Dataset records
★ ★ ★

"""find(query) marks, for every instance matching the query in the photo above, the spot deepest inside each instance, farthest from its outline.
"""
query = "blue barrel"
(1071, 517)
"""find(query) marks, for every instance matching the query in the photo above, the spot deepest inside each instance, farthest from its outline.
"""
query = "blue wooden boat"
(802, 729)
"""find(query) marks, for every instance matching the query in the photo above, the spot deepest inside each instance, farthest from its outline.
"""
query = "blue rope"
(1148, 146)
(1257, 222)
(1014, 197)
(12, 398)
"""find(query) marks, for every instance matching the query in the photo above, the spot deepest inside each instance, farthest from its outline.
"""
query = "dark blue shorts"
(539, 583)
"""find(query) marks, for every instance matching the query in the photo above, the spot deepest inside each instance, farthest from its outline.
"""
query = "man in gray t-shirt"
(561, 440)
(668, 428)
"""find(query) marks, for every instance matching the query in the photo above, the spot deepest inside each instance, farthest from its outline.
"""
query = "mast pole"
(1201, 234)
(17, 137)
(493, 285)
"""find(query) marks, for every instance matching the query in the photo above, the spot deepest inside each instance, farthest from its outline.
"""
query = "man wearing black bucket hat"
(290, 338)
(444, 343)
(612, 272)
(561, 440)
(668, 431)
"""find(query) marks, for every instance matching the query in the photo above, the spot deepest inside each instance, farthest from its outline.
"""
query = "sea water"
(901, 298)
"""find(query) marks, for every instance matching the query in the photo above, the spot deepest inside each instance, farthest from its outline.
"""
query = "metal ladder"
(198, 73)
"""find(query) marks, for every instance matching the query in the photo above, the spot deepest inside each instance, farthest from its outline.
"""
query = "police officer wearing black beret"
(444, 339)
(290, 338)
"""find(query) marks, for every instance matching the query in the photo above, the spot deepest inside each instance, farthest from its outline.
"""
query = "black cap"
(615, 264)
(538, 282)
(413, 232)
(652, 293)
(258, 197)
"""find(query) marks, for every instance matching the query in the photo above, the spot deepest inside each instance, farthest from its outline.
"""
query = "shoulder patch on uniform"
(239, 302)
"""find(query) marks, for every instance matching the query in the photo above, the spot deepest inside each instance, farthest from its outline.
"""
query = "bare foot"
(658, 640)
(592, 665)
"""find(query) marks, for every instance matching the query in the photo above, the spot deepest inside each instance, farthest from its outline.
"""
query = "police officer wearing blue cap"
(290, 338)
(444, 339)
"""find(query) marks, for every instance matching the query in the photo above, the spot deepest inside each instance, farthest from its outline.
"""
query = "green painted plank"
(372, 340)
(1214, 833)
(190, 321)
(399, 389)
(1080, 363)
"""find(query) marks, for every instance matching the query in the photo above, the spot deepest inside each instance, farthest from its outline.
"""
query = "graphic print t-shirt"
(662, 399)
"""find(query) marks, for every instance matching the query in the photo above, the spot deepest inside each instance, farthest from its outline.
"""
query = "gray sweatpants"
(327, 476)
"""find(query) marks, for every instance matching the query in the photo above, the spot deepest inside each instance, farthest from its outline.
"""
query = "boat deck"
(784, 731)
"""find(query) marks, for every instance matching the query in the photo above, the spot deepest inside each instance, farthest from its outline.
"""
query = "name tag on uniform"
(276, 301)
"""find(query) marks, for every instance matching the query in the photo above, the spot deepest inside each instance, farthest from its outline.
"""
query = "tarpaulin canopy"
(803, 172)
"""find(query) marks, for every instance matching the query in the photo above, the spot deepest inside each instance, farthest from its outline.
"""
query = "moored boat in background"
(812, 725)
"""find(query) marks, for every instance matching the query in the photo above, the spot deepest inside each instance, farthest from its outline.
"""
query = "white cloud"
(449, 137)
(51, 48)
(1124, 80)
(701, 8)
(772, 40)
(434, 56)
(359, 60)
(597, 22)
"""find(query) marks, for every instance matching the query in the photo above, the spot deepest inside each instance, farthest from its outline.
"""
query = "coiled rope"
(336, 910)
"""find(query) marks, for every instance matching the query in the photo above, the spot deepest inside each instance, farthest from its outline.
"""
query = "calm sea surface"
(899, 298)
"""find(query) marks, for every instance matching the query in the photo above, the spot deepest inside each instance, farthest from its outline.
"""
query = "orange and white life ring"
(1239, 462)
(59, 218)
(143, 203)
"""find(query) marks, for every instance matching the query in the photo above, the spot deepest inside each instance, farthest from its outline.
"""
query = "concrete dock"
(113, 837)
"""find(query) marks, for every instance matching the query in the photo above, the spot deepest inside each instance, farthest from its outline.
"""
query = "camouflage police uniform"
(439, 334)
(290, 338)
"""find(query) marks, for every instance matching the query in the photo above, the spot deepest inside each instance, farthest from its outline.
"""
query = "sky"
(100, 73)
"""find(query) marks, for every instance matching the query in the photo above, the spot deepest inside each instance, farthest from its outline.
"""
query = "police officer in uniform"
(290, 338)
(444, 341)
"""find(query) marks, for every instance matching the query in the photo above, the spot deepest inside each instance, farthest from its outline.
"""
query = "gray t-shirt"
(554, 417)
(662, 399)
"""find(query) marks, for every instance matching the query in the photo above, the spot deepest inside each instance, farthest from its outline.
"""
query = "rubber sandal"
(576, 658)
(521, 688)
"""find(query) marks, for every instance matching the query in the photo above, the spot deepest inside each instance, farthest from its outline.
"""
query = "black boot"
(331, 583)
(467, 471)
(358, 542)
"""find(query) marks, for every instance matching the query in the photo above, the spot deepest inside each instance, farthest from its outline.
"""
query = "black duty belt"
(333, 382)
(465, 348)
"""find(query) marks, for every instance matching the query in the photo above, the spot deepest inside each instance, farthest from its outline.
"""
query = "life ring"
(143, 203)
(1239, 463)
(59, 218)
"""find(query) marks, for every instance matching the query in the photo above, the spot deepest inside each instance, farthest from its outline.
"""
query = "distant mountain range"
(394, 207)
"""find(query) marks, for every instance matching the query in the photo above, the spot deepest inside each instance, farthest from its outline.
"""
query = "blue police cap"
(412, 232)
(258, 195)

★ ★ ★

Your answer must be an exact copy of every entry above.

"""find(query) marks, for every instance matching the query in the photo above, the spot deepest inside each instance, farthest from its outline.
"""
query = "blue barrel"
(1071, 517)
"""find(query) marks, for every instance matching the query in the photo above, the spot deepest inside each instance, farthest from its outline.
"""
query = "blue wooden boat"
(802, 729)
"""find(query) marks, for every instance matching the query in the photo above, the spot deepest inside each instance, farthest from its outline.
"""
query = "blue rope"
(1148, 146)
(1257, 222)
(1014, 197)
(12, 398)
"""find(query) marks, for every instance matching the query in the photo above, the spot deepest inside each instance, farthest from its outline.
"""
query = "dark blue shorts"
(539, 583)
"""find(query) marks, for every instance matching the query in the photo above, the spot deepest inside each instance, farthest from its outline.
"""
query = "man in gray t-shirt"
(561, 440)
(668, 428)
"""find(query) marks, for every instance matching the query in the photo above, the spot deepest inside each instance, farthest from its outline.
"""
query = "mast pole"
(1201, 234)
(17, 137)
(493, 285)
"""find(query) marks, for every instance matching the query in the photo above, the spot deepest inside each instance, farthest from its outline.
"""
query = "man wearing black bucket hat"
(290, 338)
(444, 343)
(612, 272)
(561, 440)
(668, 431)
"""find(query) marks, for every instance matching the query in the photo above, the spot deepest inside each instance, farthest from its outline.
"""
query = "sea water"
(901, 298)
"""find(query) marks, for every instance matching the query in the photo above, the spot deepest inside each instance, farthest from its outline.
"""
query = "metal ladder"
(198, 73)
"""find(query) marks, for every instance matching the query in the photo above, the spot deepest inside each instance, farthest from its outline.
"""
query = "police officer wearing black beret"
(444, 339)
(290, 338)
"""find(query) marks, for every instance matching the query in the photo above, the spot deepest inside each instance, farthest from its outline.
"""
query = "black cap"
(615, 264)
(538, 282)
(413, 232)
(652, 293)
(258, 197)
"""find(query) marks, for every instance matching the query in the photo above, the spot deepest inside each instance, farthest from its outline.
"""
query = "shoulder patch on uniform"
(239, 302)
"""find(query) marks, for every instance matching the query in the photo above, the spot deepest inside each instance, farthest from its outline.
"""
query = "bare foot"
(658, 640)
(592, 665)
"""find(query) marks, for every instance matching the query in the photo above, the spot deepest inside each instance, farthest from its outline.
"""
query = "police officer wearing blue cap"
(290, 338)
(444, 339)
"""find(query) marks, for every instance matching the query in the photo above, the spot deepest inside each instance, farthest from its outline.
"""
query = "green painted plank"
(372, 340)
(1214, 833)
(190, 321)
(399, 389)
(1080, 363)
"""find(query) marks, for every instance matching the query in the photo above, the spot deepest inside each instance, farthest from its outline.
"""
query = "graphic print t-shirt"
(662, 399)
"""find(query) marks, for every instance matching the query in the photo above, the spot deepest inside each instance, farthest from its outline.
"""
query = "gray sweatpants"
(327, 476)
"""find(query) marks, for every instance matching the query in the photo above, the spot deepest inside each instance, farthest from its outline.
"""
query = "boat deck"
(784, 731)
"""find(query) marks, for every instance matching the query in the photo above, the spot deepest inside each instance, farthest from its outline.
"""
query = "name tag on uniform"
(276, 301)
"""find(query) marks, for every instance matching the query in the photo above, the spot deepest inside each instance, farthest from its outline.
"""
query = "tarpaulin canopy"
(803, 172)
"""find(query) marks, for every instance matching the query in the photo above, the spot deepest inside each instance, farthest from its outline.
"""
query = "moored boat in background"
(812, 725)
"""find(query) marks, for every instance matching the query in the photo above, the spot deepest inside each instance, farthest from its outline.
"""
query = "white cloud"
(449, 137)
(51, 48)
(1124, 80)
(701, 8)
(772, 40)
(434, 56)
(359, 60)
(597, 22)
"""find(query) marks, for every instance matching the query in the photo above, the spot deepest inside each instance, farthest from its outline.
"""
query = "coiled rope"
(336, 910)
"""find(query) marks, for every instance matching the query in the photo above, the spot deepest inside each instance, farthest from its outline.
"""
query = "calm sea surface"
(899, 298)
"""find(query) marks, for every instance matching the query in the photo above, the spot deepest inside each instance, farthest from its outline.
"""
query = "orange and white life ring"
(1239, 462)
(59, 218)
(143, 203)
"""find(query) marks, for every instance matching the query in the photo above, the spot deepest inside each instance, farthest from its outline.
"""
query = "concrete dock"
(113, 837)
"""find(query) marks, for every instance matching the query in the photo above, the spot deepest inside each instance, farthest from its outline.
"""
query = "camouflage police uniform"
(439, 334)
(290, 338)
"""find(query) marks, for every instance matching the query in the photo above, the spot deepest inside each instance, farthest from its outline.
"""
query = "sky"
(100, 73)
"""find(query) marks, for every instance matching the query in the photo above, the spot deepest inside each instance, farthest from its outline.
"""
query = "police officer in uniform"
(290, 338)
(444, 341)
"""find(query) marks, for every instance matching the query in the photo above, the spot deepest inside each instance, farthest from its outline.
"""
query = "gray t-shirt"
(554, 417)
(662, 399)
"""find(query) marks, for every instance matching the query in the photo above, the spot deepest inside each instance, farthest from its outline.
"""
query = "rubber sandal"
(576, 658)
(521, 688)
"""find(query) marks, for every instance matching the query in the photo above, the spot deepest inside each instance, farthest from its outline.
"""
query = "black boot"
(331, 583)
(467, 471)
(358, 542)
"""find(query) marks, for every instance matching the query in the photo above, the spot deepest inside each instance, farthest from its outline.
"""
query = "black duty belt"
(333, 382)
(465, 348)
"""find(query) marks, for every instance matching the query in the photo above, the spot deepest inside each instance, farthest from its outline.
"""
query = "life ring"
(143, 203)
(1239, 463)
(59, 218)
"""find(query) marks, for every instance matching the query in the photo above, the spot deepest inside each instance, farthest from its outline.
"""
query = "distant mountain range"
(394, 207)
"""find(query) marks, for every instance matching the query in the photo above, the spot deepest inside each instance, farthest from its outline.
"""
query = "blue police cap"
(412, 232)
(258, 195)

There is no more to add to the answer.